WHAT IS BEING ASKED = Word for word, restate the lines from the one holding "cave floor, placed" through the end of the data below, including both endpoints and nothing more.

Referring expression data

▼▼▼

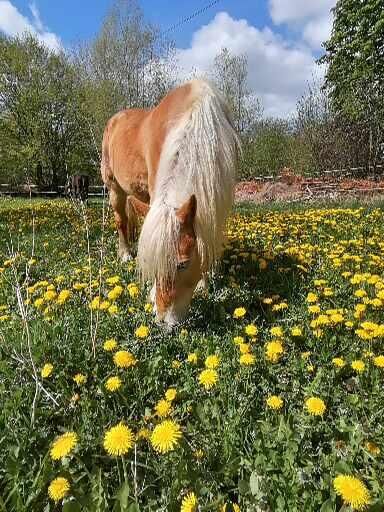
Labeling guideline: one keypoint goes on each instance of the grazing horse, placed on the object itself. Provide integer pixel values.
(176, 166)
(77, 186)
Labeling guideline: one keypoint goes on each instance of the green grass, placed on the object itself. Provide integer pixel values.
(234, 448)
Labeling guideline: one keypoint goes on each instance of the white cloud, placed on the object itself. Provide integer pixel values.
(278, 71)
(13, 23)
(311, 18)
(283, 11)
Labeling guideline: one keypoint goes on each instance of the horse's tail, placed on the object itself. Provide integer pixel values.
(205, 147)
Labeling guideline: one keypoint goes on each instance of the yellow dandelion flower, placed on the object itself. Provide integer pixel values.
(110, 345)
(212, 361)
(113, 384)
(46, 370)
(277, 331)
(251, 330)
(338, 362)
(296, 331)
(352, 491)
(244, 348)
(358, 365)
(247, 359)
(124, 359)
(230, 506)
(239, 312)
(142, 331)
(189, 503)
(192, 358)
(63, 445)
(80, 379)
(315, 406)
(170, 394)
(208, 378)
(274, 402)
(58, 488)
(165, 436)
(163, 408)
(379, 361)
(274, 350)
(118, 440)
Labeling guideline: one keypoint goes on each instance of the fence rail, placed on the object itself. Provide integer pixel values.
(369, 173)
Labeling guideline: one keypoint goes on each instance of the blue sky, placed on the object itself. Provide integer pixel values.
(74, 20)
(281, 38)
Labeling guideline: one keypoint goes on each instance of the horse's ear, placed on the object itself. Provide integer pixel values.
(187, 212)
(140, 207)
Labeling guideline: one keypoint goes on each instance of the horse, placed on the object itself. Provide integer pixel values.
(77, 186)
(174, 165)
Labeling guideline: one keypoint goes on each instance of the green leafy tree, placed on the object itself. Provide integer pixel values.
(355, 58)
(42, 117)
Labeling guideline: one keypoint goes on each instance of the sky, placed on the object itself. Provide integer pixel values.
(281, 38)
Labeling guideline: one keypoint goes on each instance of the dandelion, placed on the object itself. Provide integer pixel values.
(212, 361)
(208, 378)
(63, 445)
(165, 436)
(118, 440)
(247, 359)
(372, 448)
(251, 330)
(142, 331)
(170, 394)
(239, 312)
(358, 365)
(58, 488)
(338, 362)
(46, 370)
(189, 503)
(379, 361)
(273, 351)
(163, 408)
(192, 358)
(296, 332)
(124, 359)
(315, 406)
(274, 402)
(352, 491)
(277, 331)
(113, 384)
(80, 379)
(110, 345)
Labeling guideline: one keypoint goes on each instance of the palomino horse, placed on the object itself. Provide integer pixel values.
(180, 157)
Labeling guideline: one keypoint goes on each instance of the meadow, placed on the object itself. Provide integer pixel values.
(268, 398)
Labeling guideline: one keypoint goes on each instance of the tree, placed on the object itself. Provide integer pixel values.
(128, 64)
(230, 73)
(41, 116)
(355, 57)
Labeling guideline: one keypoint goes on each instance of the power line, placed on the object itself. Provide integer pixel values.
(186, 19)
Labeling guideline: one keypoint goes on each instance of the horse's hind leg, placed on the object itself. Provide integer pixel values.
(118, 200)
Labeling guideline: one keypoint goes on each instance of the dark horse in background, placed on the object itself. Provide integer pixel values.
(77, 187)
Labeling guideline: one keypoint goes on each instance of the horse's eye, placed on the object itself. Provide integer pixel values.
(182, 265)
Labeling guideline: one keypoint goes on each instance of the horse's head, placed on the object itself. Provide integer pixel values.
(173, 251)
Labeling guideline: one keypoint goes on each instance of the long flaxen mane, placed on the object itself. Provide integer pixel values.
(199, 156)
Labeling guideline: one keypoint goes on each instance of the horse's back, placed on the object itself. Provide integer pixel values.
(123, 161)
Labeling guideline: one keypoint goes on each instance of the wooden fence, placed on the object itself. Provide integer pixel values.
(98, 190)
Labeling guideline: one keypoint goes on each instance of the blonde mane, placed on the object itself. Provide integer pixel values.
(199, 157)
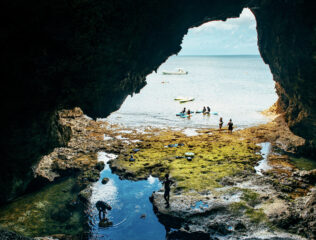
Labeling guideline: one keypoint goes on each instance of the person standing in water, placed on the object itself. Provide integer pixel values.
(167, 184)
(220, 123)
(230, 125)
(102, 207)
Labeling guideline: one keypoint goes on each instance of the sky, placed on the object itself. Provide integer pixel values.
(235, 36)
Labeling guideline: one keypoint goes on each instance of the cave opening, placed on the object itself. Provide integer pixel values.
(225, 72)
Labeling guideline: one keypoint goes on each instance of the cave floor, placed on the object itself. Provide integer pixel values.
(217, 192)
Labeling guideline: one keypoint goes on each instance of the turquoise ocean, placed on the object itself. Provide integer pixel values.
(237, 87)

▲▲▲

SOLVED EXERCISE =
Labeling guideline: one keypoint goes on each instance of the cave floor, placed on the object itself. Provide integer pixel values.
(217, 192)
Labeling guideline: one keypoint goes on each instance of the turquoise ocean, placed on the object itself. Provide integer pixel values.
(237, 87)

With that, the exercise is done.